## YOUR INSTRUCTIONS
Give every entry again precisely as it appears.

[Opening TASK INPUTS section]

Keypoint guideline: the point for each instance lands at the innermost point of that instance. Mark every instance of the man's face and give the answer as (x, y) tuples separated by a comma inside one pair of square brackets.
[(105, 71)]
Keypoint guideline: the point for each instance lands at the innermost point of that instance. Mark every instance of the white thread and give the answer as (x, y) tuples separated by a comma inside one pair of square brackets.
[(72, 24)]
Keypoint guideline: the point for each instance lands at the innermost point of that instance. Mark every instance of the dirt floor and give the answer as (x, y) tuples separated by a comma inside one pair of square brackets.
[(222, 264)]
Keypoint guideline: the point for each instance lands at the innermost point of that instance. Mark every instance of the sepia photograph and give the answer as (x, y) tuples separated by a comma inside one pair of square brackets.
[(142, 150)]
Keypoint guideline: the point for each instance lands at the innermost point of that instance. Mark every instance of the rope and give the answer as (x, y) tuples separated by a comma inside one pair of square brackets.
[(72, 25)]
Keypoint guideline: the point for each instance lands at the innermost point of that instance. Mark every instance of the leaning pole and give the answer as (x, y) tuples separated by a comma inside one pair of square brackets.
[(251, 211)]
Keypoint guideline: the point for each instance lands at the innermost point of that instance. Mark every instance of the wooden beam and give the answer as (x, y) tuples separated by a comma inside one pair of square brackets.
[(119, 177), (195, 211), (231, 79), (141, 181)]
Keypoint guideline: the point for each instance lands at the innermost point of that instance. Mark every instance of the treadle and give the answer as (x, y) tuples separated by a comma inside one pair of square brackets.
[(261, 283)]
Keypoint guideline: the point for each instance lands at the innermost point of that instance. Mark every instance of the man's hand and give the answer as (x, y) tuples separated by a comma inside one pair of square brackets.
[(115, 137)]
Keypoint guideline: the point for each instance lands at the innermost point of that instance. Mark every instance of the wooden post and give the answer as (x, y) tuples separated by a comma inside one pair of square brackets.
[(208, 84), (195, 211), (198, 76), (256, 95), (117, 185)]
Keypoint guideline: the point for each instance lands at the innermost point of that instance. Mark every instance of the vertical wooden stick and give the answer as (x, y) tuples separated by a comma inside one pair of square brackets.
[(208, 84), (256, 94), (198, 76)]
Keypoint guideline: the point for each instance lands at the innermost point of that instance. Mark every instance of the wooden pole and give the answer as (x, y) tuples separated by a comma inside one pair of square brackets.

[Closing TASK INPUTS section]

## EXPECTED ANSWER
Keypoint guideline: the point for each instance lands at the innermost point of that instance. Mark every instance of the man's face and give the answer as (x, y) tuples separated by a comma inside one pair of square brackets.
[(105, 71)]
Keypoint guideline: the point for each instance lands at the innermost point of that instance. Mark every instance of the white thread and give the answer as (x, y) tuples separated by a comma inside one pair of square brackets.
[(72, 24)]
Keypoint guideline: the point for each instance lands at the innermost point of that instance. Mark every instance of the dirt floor and give the answer as (x, y) tuples separated by a comma inside one pair of square brackets.
[(222, 264)]
Keypoint guideline: the point for each instance lands at the innermost point of that instance. Mark every instance of the sepia photograph and give the answer as (x, y) tuples separated by a comma inside one pair of square brackets.
[(142, 150)]
Keypoint guideline: the point for each instance lands at the innermost point of that instance. Mark every instance of the rope and give the answer as (x, y) tuples separated by a comma inside one pair of square brackets.
[(72, 25)]
Keypoint guideline: the point for each instance lands at the innermost point of that instance. Mark every instance of the leaning pole and give the answer as (x, y) tuples separated by a comma inside one pair of square brackets.
[(251, 211)]
Keypoint guideline: the point for each instance lands at the innermost point of that instance. Mark every instance of the wooden beam and give the answer as (x, y) tuples separated by a comma inside one pair of square brackets.
[(119, 177), (195, 211), (231, 79), (141, 181)]
Keypoint guideline: the point for each instance lands at the innermost point of that instance. Mark every instance of the treadle and give the answer as (x, y) tuples separated by a comma inside one pair of square brackets.
[(261, 283)]
Keypoint guideline: the point for each instance lands at the innermost point of that instance. Mark every instance of the man's hand and give the answer as (x, y) tuples separated by a comma inside one pair of square brackets.
[(115, 137)]
Keypoint guideline: the point for each instance lands at the innermost point of that instance. Mark every instance of the wooden post and give the answer as (x, y) tuples separated by a comma inside one pair of square brackets.
[(208, 84), (195, 211), (198, 76), (256, 95), (117, 185)]
Keypoint guideline: the point for each instance lands at the innermost point of that instance. Mark every instance of the vertical wooden stick and give the answer as (x, y) tuples separated by a comma inside one pair of square brackets.
[(208, 84), (256, 94), (198, 76)]
Keypoint guideline: the point for each instance lands at the innermost point of that instance. Mark every instance of the wooden pole and give the answer as (x, y) tuples separated by a comma inside one pair of square brackets.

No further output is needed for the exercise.